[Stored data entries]
↓↓↓

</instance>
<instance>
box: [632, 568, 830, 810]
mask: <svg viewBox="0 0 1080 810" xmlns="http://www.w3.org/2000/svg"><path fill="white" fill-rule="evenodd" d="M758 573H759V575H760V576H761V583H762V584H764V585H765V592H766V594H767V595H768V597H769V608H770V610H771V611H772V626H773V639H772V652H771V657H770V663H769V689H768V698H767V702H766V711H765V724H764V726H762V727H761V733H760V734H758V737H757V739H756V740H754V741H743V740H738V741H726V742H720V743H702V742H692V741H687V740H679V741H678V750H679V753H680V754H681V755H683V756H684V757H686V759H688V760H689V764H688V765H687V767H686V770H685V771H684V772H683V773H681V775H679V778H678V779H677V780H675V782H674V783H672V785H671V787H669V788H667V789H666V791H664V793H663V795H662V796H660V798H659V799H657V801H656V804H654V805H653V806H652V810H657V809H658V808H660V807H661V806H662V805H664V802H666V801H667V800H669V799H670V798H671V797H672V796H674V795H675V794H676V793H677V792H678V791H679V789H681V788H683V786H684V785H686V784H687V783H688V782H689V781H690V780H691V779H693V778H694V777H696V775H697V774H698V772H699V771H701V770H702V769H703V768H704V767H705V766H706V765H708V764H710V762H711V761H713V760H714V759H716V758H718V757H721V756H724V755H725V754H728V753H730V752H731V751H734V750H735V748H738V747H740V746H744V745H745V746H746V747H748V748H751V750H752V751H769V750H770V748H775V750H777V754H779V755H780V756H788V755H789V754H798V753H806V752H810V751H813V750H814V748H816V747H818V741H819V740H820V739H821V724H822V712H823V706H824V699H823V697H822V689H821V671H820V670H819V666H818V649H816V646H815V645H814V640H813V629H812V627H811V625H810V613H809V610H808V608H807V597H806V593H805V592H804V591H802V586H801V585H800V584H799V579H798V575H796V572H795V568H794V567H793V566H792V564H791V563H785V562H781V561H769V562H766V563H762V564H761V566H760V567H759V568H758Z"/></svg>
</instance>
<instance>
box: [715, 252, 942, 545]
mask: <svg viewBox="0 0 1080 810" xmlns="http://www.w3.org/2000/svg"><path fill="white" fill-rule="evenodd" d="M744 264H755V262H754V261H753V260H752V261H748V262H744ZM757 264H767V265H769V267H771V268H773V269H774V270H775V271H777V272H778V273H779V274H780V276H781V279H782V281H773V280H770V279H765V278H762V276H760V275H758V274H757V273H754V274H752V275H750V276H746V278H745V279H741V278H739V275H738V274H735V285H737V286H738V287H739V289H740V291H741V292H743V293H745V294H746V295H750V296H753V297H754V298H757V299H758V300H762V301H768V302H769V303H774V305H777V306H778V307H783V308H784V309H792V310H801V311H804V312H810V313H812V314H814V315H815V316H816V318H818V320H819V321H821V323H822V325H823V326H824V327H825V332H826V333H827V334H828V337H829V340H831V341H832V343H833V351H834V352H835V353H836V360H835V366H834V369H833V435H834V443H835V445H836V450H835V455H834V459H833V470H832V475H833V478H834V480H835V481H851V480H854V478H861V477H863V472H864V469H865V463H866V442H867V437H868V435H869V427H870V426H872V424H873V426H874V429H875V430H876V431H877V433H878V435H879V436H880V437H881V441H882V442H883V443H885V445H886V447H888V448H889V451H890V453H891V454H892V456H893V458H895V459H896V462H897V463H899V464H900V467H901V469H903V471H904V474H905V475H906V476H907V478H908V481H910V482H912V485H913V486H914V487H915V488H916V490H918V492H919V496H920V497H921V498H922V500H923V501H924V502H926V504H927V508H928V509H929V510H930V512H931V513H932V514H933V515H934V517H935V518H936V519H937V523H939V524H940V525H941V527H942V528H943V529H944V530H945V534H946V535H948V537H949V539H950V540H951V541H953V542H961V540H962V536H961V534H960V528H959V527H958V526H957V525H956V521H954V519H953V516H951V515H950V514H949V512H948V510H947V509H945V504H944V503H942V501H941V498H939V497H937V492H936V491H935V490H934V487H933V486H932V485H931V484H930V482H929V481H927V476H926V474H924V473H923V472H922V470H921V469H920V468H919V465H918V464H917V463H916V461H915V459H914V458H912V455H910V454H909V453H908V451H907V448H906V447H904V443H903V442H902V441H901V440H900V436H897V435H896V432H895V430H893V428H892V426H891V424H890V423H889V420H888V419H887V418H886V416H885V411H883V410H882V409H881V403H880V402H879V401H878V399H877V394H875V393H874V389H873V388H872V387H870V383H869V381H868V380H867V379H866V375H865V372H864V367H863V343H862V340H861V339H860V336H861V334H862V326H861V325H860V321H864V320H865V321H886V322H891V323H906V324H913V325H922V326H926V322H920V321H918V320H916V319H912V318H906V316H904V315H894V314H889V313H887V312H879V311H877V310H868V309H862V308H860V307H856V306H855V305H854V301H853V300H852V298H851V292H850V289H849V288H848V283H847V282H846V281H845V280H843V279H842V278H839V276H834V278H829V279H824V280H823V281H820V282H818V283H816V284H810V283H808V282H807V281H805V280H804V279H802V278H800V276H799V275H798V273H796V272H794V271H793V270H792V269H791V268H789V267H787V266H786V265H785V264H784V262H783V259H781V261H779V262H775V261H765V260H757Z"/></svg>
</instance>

↑↑↑

▶ [To do]: Copy these lines verbatim, with nothing changed.

▶ [Response area]:
</instance>
<instance>
box: [632, 568, 830, 810]
mask: <svg viewBox="0 0 1080 810" xmlns="http://www.w3.org/2000/svg"><path fill="white" fill-rule="evenodd" d="M758 573H759V575H760V576H761V583H762V584H764V585H765V592H766V594H767V595H768V597H769V608H770V610H771V611H772V626H773V639H772V652H771V657H770V663H769V689H768V698H767V702H766V711H765V724H764V726H762V727H761V733H760V734H758V737H757V739H756V740H754V741H743V740H738V741H726V742H720V743H702V742H692V741H687V740H679V741H678V750H679V753H680V754H681V755H683V756H684V757H686V759H688V760H689V764H688V765H687V767H686V770H685V771H684V772H683V773H681V775H679V778H678V779H677V780H675V782H674V783H672V785H671V787H669V788H667V789H666V791H664V793H663V795H662V796H660V798H659V799H657V801H656V804H654V805H653V806H652V810H657V809H658V808H660V807H661V806H662V805H664V802H666V801H667V800H669V799H670V798H671V797H672V796H674V795H675V794H676V793H677V792H678V791H679V789H681V788H683V786H684V785H686V784H687V783H688V782H689V781H690V780H691V779H693V778H694V777H696V775H697V774H698V772H699V771H701V770H702V769H703V768H704V767H705V766H706V765H708V764H710V762H711V761H713V760H714V759H716V758H718V757H721V756H724V755H725V754H728V753H730V752H731V751H734V750H735V748H738V747H740V746H744V745H745V746H746V747H748V748H751V750H752V751H769V750H770V748H775V750H777V754H779V755H780V756H788V755H789V754H798V753H806V752H810V751H813V750H814V748H816V747H818V741H819V740H820V739H821V724H822V712H823V706H824V699H823V697H822V689H821V671H820V670H819V666H818V649H816V646H815V645H814V640H813V629H812V627H811V625H810V613H809V610H808V608H807V597H806V593H805V592H804V591H802V586H801V585H800V584H799V579H798V575H796V572H795V568H794V567H793V566H792V564H791V563H785V562H781V561H769V562H766V563H762V564H761V566H760V567H759V568H758Z"/></svg>
</instance>
<instance>
box: [715, 252, 942, 545]
mask: <svg viewBox="0 0 1080 810" xmlns="http://www.w3.org/2000/svg"><path fill="white" fill-rule="evenodd" d="M744 264H755V262H754V261H753V260H752V261H748V262H744ZM757 264H767V265H769V267H771V268H773V269H774V270H775V271H777V272H778V273H779V274H780V276H781V279H782V281H773V280H770V279H765V278H762V276H760V275H758V274H757V273H754V274H752V275H750V276H746V278H745V279H741V278H739V275H738V274H735V285H737V286H738V287H739V289H740V291H741V292H743V293H745V294H746V295H750V296H753V297H754V298H757V299H758V300H762V301H768V302H769V303H774V305H777V306H778V307H783V308H784V309H792V310H801V311H804V312H810V313H812V314H814V315H815V316H816V318H818V320H819V321H821V323H822V325H823V326H824V327H825V332H826V333H827V334H828V337H829V340H831V341H832V343H833V351H834V352H835V353H836V360H835V366H834V369H833V435H834V443H835V445H836V450H835V455H834V459H833V470H832V475H833V478H834V480H835V481H851V480H854V478H861V477H863V472H864V469H865V463H866V442H867V437H868V435H869V427H870V426H872V424H873V426H874V429H875V430H876V431H877V433H878V435H879V436H880V437H881V441H882V442H883V443H885V445H886V447H888V448H889V451H890V453H891V454H892V456H893V458H895V459H896V462H897V463H899V464H900V467H901V469H903V471H904V474H905V475H906V476H907V478H908V481H910V482H912V485H913V486H914V487H915V488H916V490H918V492H919V496H920V497H921V498H922V500H923V501H924V502H926V504H927V508H928V509H929V510H930V512H931V513H932V514H933V515H934V517H935V518H936V519H937V523H939V524H940V525H941V527H942V528H943V529H944V530H945V534H946V535H948V537H949V539H950V540H951V541H953V542H961V540H962V536H961V534H960V528H959V527H958V526H957V525H956V521H954V519H953V516H951V515H950V514H949V512H948V510H947V509H945V504H944V503H942V501H941V498H939V497H937V492H936V491H935V490H934V487H933V486H932V485H931V484H930V482H929V481H927V476H926V474H924V473H923V472H922V470H921V469H920V468H919V465H918V464H917V463H916V461H915V459H914V458H912V455H910V454H909V453H908V451H907V448H906V447H904V443H903V442H902V441H901V440H900V436H897V435H896V432H895V430H893V428H892V426H891V424H890V423H889V420H888V419H887V418H886V416H885V411H883V410H882V409H881V403H880V402H879V401H878V399H877V394H875V393H874V389H873V388H872V387H870V383H869V381H868V380H867V379H866V375H865V372H864V367H863V343H862V340H861V339H860V336H861V334H862V326H861V325H860V321H864V320H865V321H886V322H891V323H906V324H913V325H922V326H926V322H920V321H918V320H916V319H912V318H906V316H904V315H894V314H889V313H887V312H879V311H877V310H868V309H862V308H860V307H856V306H855V305H854V301H853V300H852V298H851V292H850V289H849V288H848V283H847V282H846V281H845V280H843V279H842V278H839V276H834V278H829V279H824V280H823V281H820V282H818V283H816V284H810V283H808V282H807V281H805V280H804V279H802V278H800V276H799V275H798V273H796V272H794V271H793V270H792V269H791V268H789V267H787V266H786V265H785V264H784V262H783V259H781V261H779V262H775V261H765V260H757Z"/></svg>
</instance>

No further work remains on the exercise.